* **課題一覧**
(1) 義母のショートステイについての文章で、かぎかっこ「」で囲まれた語句を、重複を除いてすべて挙げてください。
(2) 義母のショートステイについての文章のうち、「でも「尊厳を保つ」とか「尊厳ある」というのが難しいのだ。実際は・・・」から「してもらえなかったのだろう。」までを、その語句も含めて一字一句たがえずに書き写してください。
(3) 義母のショートステイについての文章を、示されている最後の文の後から書き継いでください。

* **文書の抜粋**
でも「尊厳を保つ」とか「尊厳ある」というのが難しいのだ。実際は・・・

 

義母は夫が倒れたことでやむなくショートステイを利用することになった。それまでデイサービスさえ嫌がっていた義母は自分の置かれた立場を理解し、ショートステイを利用することを受け入れた。

でも、そこでは「尊厳を保つ」とか「尊厳ある」という生活ではなく、義母から聞いた言葉はそれはそれは悲しい現実だった。義母は認知症ではなかったので、その言葉はまさしく現実だったのだと思っている。

義母のことを「おデブちゃん」とか「デブ」と呼び、名前で呼んでもらえなかったこと。ポータブルトイレに移動したいとコールすると「何のためにオムツをしているのか?」と言われ、時間でしかオムツ交換をしてもらえなかったこと、等など・・・

確かに義母は太っていた。でも、やっぱり名前で呼ぶべきだと思う。夜間のトイレ介助は多分、職員の数の問題でしてもらえなかったのだろう。

義母は家では介助でポータブルトイレを使っていた。確かに私でも義母のトイレ介助は大変だった。だけど、尿意があるのでそれが当然だと思っていた。誰だって、尿意があるのにオムツの中に排尿はしたくないにきまっているから。でも、ショートステイではオムツ内に排尿するように言われていたみたい。だから辛かったと思うし、悲しかったと思っている。

* **提供データ**
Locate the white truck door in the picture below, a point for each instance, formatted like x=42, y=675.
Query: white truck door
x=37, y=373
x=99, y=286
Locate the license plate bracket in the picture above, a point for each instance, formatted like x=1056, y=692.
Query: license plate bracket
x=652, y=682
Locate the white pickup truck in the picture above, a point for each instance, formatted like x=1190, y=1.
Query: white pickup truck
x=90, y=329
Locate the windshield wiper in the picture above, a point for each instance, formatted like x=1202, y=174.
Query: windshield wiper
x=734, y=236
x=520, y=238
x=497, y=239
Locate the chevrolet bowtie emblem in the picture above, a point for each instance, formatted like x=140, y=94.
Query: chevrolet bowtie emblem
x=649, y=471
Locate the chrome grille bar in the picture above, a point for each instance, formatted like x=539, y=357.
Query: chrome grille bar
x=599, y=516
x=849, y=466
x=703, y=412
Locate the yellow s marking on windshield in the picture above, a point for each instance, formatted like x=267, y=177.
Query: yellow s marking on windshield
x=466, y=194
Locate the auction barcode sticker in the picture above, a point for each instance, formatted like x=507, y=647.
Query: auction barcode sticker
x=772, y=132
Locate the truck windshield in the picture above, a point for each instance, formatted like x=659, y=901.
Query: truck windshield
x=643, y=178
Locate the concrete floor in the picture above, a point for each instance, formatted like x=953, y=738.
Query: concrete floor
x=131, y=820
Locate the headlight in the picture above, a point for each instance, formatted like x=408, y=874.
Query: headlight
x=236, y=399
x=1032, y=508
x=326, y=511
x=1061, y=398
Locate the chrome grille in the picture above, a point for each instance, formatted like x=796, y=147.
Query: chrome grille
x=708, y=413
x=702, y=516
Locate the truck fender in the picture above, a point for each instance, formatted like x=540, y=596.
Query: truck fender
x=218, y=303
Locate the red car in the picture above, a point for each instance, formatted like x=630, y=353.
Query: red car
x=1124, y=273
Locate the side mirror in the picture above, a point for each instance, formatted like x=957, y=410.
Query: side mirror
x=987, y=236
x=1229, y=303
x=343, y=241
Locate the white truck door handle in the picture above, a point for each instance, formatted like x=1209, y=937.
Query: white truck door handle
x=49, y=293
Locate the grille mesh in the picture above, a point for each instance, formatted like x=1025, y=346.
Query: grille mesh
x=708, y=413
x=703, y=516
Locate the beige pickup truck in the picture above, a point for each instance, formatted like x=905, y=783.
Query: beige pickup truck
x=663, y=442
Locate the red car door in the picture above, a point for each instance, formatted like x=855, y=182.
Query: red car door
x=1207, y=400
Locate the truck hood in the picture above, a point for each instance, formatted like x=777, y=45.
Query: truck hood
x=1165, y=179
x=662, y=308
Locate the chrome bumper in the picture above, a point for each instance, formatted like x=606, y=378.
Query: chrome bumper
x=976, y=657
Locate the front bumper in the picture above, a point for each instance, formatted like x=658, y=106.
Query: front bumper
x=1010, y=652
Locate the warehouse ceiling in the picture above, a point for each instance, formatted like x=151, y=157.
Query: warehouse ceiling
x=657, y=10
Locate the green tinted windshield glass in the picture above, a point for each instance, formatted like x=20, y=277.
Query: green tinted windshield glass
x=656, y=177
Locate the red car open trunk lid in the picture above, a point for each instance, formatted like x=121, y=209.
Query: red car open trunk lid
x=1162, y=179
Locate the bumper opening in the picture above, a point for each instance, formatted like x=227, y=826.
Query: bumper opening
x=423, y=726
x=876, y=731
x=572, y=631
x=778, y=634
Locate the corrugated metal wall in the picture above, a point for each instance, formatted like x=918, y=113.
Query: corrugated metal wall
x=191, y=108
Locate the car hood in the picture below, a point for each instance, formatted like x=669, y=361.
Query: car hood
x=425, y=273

* **課題への回答**
(1)
・尊厳を保つ
・尊厳ある
・おデブちゃん
・デブ
・何のためにオムツをしているのか?

(2)
でも「尊厳を保つ」とか「尊厳ある」というのが難しいのだ。実際は・・・

 

義母は夫が倒れたことでやむなくショートステイを利用することになった。それまでデイサービスさえ嫌がっていた義母は自分の置かれた立場を理解し、ショートステイを利用することを受け入れた。

でも、そこでは「尊厳を保つ」とか「尊厳ある」という生活ではなく、義母から聞いた言葉はそれはそれは悲しい現実だった。義母は認知症ではなかったので、その言葉はまさしく現実だったのだと思っている。

義母のことを「おデブちゃん」とか「デブ」と呼び、名前で呼んでもらえなかったこと。ポータブルトイレに移動したいとコールすると「何のためにオムツをしているのか?」と言われ、時間でしかオムツ交換をしてもらえなかったこと、等など・・・

確かに義母は太っていた。でも、やっぱり名前で呼ぶべきだと思う。夜間のトイレ介助は多分、職員の数の問題でしてもらえなかったのだろう。

(3)
その時、まだ仕事を続けていた私も、夫の姉弟たちも、緊急事態で頼んだショートステイだったので、ケアマネに言うこともできず、ただただ母の言葉を悔しい思いで聞くしかなかった。

それで、私はその時の思いが今でもトラウマのように残ってしまった。

「もしも、夫がショートステイに行ったならば・・・」と考えると、義母以上に介助が必要な夫は多分、イヤ絶対にポータブルトイレへの移乗や尿器での介助などやってはもらえないだろうと想像してしまう。例え、尿意を訴えたとしても。それに、夫は失語症なので、義母のように私にさえ訴えることができない。

そう思うと、どうしてもの時が来るまではやっぱりショートステイには行かせられないと思ってしまう。

義母が利用した施設が悪かっただけかもしれないけれど、尊厳ある介護をしてくれるところが見つからない限り、私の自由は今ぐらいあればいいと思ってしまうのだ。